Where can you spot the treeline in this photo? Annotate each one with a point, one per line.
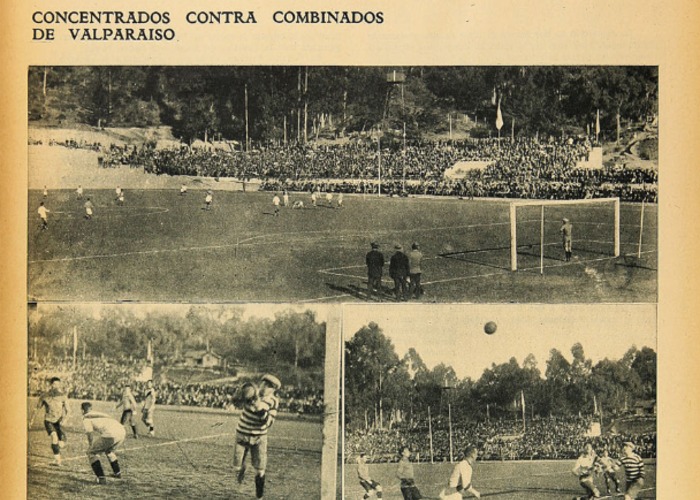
(381, 387)
(271, 104)
(292, 342)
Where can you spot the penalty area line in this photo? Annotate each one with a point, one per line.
(158, 445)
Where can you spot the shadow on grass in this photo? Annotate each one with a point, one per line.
(361, 293)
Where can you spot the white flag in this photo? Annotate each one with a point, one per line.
(499, 116)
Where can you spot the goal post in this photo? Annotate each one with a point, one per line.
(535, 226)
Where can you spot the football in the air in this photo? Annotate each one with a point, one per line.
(490, 328)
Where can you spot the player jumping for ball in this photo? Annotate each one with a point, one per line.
(371, 486)
(89, 207)
(409, 490)
(43, 215)
(461, 478)
(56, 409)
(634, 471)
(276, 204)
(128, 405)
(259, 413)
(104, 435)
(566, 229)
(610, 469)
(584, 468)
(149, 406)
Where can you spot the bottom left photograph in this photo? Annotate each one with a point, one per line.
(176, 401)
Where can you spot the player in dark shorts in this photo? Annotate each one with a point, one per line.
(55, 405)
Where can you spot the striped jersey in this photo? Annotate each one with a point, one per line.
(127, 402)
(634, 467)
(150, 401)
(102, 424)
(257, 418)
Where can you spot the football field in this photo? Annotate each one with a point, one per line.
(518, 480)
(161, 246)
(191, 456)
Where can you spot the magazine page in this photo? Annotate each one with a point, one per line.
(341, 249)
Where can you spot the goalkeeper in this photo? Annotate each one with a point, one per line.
(584, 468)
(258, 415)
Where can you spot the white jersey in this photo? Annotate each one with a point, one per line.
(461, 475)
(104, 425)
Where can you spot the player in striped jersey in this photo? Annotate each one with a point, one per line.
(461, 479)
(634, 471)
(104, 435)
(128, 405)
(56, 409)
(258, 415)
(149, 407)
(586, 465)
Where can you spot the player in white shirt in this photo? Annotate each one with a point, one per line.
(276, 203)
(88, 209)
(104, 435)
(461, 478)
(43, 215)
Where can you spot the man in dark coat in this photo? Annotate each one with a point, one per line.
(375, 269)
(398, 270)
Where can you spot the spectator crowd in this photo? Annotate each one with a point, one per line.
(523, 168)
(542, 439)
(103, 380)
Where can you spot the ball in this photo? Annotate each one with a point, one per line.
(490, 328)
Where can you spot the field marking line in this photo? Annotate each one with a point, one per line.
(326, 298)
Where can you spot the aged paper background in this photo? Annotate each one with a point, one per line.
(473, 32)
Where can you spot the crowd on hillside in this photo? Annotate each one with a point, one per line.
(524, 168)
(543, 438)
(103, 380)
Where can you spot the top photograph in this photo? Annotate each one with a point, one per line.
(331, 184)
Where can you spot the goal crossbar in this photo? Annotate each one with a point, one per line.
(544, 203)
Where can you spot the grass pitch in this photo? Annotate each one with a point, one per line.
(191, 456)
(161, 246)
(537, 480)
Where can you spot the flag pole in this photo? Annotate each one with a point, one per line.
(430, 432)
(449, 423)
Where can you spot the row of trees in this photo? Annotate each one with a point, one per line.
(298, 103)
(380, 386)
(291, 342)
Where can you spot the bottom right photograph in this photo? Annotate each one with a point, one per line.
(505, 401)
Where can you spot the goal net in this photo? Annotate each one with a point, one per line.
(536, 236)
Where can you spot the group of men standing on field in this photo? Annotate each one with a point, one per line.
(404, 269)
(460, 482)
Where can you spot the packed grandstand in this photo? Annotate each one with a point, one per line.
(99, 379)
(520, 168)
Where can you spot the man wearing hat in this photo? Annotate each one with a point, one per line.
(375, 269)
(566, 228)
(415, 257)
(398, 270)
(634, 471)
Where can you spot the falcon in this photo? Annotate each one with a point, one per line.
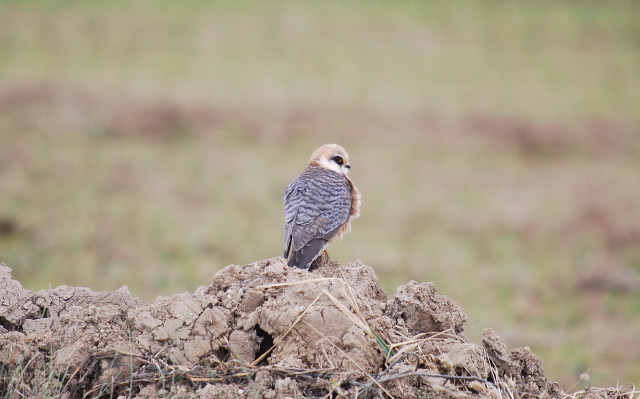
(319, 206)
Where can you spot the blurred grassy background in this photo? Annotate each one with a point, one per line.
(496, 144)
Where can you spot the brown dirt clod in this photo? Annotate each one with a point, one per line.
(258, 330)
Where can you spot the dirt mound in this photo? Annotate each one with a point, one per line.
(258, 330)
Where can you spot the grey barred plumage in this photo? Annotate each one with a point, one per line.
(319, 205)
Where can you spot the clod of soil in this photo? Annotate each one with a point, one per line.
(258, 330)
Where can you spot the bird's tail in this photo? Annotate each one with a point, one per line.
(303, 258)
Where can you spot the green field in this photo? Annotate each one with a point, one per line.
(496, 145)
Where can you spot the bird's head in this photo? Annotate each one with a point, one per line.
(332, 157)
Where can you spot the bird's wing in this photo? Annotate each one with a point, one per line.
(317, 203)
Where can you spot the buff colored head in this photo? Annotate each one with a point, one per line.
(333, 157)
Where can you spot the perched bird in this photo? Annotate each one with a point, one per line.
(319, 206)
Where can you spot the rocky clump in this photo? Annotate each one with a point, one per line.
(258, 330)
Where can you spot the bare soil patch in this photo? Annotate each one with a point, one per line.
(258, 330)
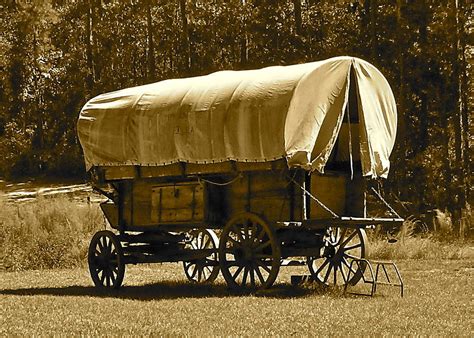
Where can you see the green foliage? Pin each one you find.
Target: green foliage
(46, 233)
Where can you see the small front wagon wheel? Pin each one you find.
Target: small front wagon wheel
(342, 246)
(106, 261)
(203, 270)
(249, 253)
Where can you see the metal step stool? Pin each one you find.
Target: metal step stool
(364, 265)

--------------------------------

Lines above with the string "find" need to be found and copied.

Where can you see the green foliage? Pin each one you find.
Where can you see the small front wagon wheel? Pin each one you find.
Where can you see the metal step stool? Pin each one you find.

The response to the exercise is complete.